→ SOURCE TEXT:
From: DBMS_Plumber <paul_geoffrey_brown_at_yahoo.com>
Date: 8 Jan 2007 10:59:45 -0800
Message-ID: <1168282785.333279.128190@q40g2000cwq.googlegroups.com>

Aloha Kakuikanu wrote:
> DBMS_Plumber wrote:
> > Marshall wrote:
> > > Even if we consider a system consisting only of the natural numbers,
> > > zero, successor and predecessor, we have to wrestle with the question
> > > of what the predecessor of zero is.
> >
> > Zero is not an element of the domain of natural numbers.
>
> It certainly is.

From: http://en.wikipedia.org/wiki/Natural_number "The natural numbers presumably had their origins in the words used to count things, beginning with the number one."

→ REQUIREMENTS:
- A) Can you echo the listing word for word, starting at its first line and ending at the line that contains "[[153, 33]]", with the pictures left out?
- B) Can you carry on the newsgroup post about whether zero is a natural number from its final sentence?

→ DATA SUPPLIED:

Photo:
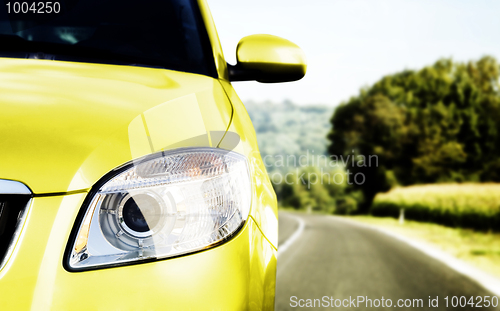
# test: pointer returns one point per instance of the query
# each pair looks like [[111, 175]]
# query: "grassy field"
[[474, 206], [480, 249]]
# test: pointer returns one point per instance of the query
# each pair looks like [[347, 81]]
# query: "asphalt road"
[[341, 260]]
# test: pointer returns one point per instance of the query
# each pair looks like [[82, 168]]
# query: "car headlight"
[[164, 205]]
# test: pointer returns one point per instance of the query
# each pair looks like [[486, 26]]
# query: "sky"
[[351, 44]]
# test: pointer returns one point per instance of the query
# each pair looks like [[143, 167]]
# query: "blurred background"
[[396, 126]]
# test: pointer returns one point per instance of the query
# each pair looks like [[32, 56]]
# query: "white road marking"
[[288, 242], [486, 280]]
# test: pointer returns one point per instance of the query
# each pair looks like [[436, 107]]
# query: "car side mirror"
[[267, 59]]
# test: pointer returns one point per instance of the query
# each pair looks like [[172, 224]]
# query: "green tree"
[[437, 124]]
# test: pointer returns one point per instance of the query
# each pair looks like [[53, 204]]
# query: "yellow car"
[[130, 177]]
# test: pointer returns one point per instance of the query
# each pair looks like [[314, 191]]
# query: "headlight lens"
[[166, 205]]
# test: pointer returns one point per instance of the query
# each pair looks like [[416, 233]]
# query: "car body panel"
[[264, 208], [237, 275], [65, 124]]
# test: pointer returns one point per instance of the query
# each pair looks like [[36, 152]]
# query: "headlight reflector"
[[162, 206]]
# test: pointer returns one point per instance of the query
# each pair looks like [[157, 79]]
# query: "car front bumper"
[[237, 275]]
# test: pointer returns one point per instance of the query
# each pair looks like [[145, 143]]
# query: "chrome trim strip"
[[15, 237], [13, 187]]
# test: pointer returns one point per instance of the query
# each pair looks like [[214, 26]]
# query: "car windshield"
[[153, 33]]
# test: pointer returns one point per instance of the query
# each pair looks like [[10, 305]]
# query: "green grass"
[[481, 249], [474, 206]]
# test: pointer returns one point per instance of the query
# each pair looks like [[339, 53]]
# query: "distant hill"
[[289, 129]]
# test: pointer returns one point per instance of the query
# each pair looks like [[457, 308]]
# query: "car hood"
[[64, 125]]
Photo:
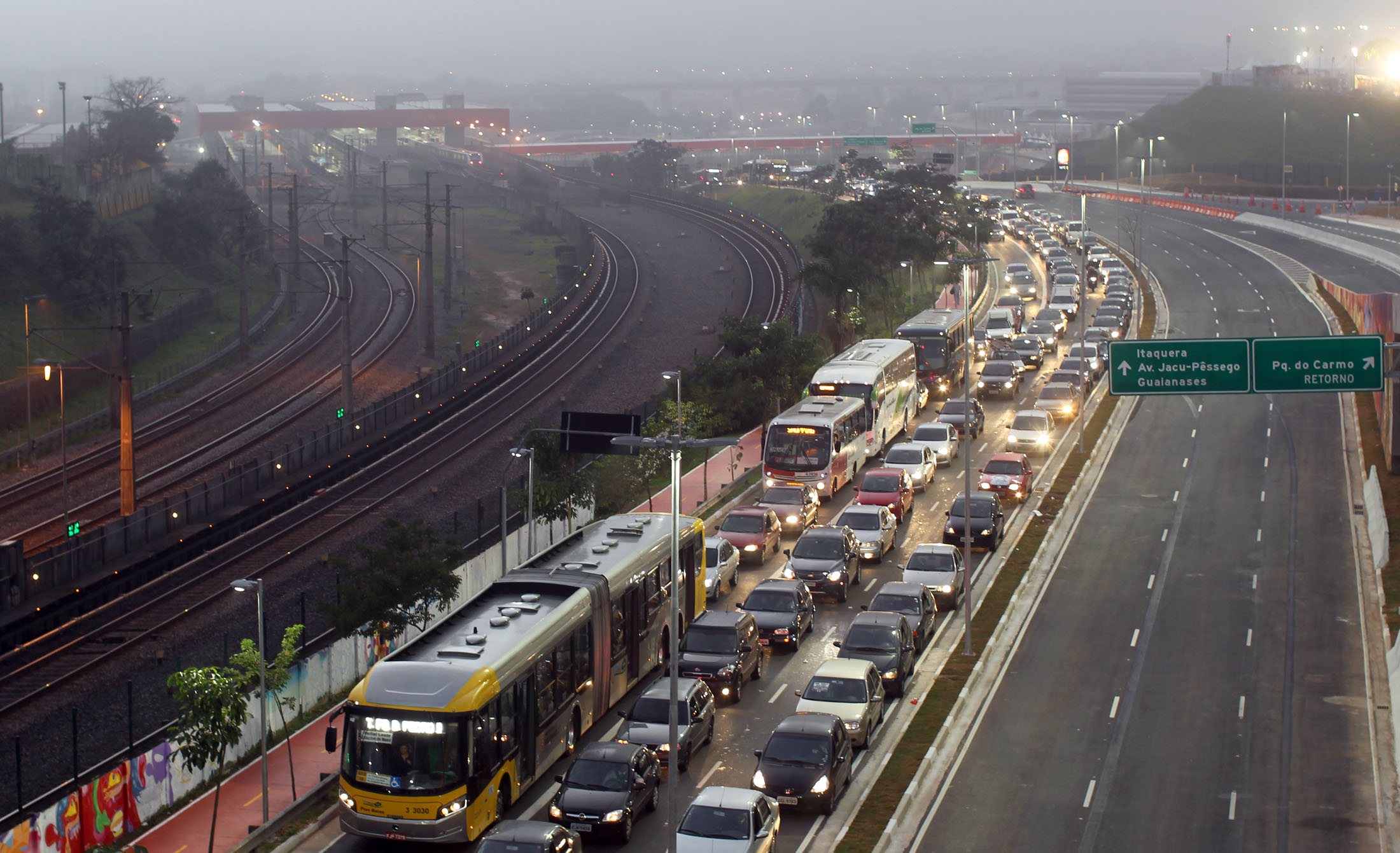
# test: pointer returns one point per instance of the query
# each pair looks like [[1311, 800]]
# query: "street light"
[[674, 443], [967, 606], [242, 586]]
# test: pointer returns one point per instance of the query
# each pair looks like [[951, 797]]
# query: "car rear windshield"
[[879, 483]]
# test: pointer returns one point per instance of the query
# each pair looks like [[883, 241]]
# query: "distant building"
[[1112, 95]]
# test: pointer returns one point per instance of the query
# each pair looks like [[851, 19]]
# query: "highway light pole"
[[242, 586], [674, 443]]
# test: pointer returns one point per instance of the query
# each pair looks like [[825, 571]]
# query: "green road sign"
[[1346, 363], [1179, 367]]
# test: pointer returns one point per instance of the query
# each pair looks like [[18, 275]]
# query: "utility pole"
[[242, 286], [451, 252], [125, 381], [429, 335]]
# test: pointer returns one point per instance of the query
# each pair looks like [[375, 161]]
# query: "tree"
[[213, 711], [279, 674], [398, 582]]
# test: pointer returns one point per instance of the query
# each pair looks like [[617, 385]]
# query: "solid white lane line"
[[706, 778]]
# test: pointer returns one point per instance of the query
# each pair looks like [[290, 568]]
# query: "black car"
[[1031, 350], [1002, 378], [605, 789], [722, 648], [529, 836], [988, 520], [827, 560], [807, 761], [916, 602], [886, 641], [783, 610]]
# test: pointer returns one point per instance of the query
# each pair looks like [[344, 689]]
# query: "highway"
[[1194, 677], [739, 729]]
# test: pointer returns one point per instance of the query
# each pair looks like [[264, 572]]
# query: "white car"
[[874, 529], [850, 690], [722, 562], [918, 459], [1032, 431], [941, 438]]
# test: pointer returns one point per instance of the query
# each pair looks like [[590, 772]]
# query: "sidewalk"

→ ANSWERS TO EACH TASK:
- A)
Photo:
# test: pointer returns one point per instance of the query
# each pair looks like [[111, 175]]
# query: "grassy field"
[[474, 206], [480, 249]]
# test: pointer returns one point per instance of the query
# each pair looks like [[347, 81]]
# query: "asphalt road"
[[341, 260]]
# test: pointer returns one point per instance of the query
# each pair looks like [[82, 168]]
# query: "car headlight"
[[164, 205]]
# test: pointer returns one point per instance of the query
# each pair looks like [[486, 26]]
# query: "sky"
[[351, 44]]
# test: pointer returns one point per instance of the query
# each pair looks like [[143, 167]]
# query: "blurred background"
[[396, 126]]
# test: pointer returns one point per instance of the query
# each pair looks like [[32, 56]]
# query: "white road marking"
[[288, 242], [486, 280]]
# test: pointer returns one point per instance of the query
# each pair looks like [[436, 107]]
# query: "car side mirror"
[[267, 59]]
# test: pointer returns one point per instance of the query
# each pair looks like [[172, 224]]
# query: "green tree"
[[437, 124]]
# test: pointer returns one point per instance of the query
# each pair looks like [[53, 204]]
# query: "yellow car"
[[130, 177]]
# test: pointer returns one point per instance of the query
# each pair looks like [[314, 191]]
# query: "headlight lens"
[[166, 205]]
# test: pointer returns one point per instance of the query
# each pair looks like [[416, 233]]
# query: "car body panel"
[[264, 208], [237, 275], [65, 124]]
# test: pointer returns one point per instance of the query
# each pair looks like [[36, 152]]
# query: "headlight reflector"
[[162, 206]]
# test: pointer returns one point per instance of the query
# each pair looks like [[157, 79]]
# query: "car front bumper"
[[237, 275]]
# test: pointer returns one point per instance of the query
# each pair looks like [[145, 143]]
# query: "chrome trim strip"
[[15, 237], [13, 187]]
# test: pointer returns one point per instance of the query
# each pair looks like [[214, 26]]
# query: "car windshield"
[[153, 33]]

- B)
From: http://mathworld.wolfram.com/NaturalNumber.html "A positive integer 1, 2, 3, ... (Sloane's A000027). The set of natural numbers is denoted N."

>From Wordnet:

"the number 1 and any other number obtained by adding 1 to it repeatedly"

To be fair, what's confusing is that Peano axioms are often set down starting with '0 as a natural number', which (IIRC) simplifies some of the subsequent exposition. But this is a notational, not a logical, difference. Intuitively, the first 'symbol' (1, or 0, or |) is an anchor with special properties (see axiom # 3).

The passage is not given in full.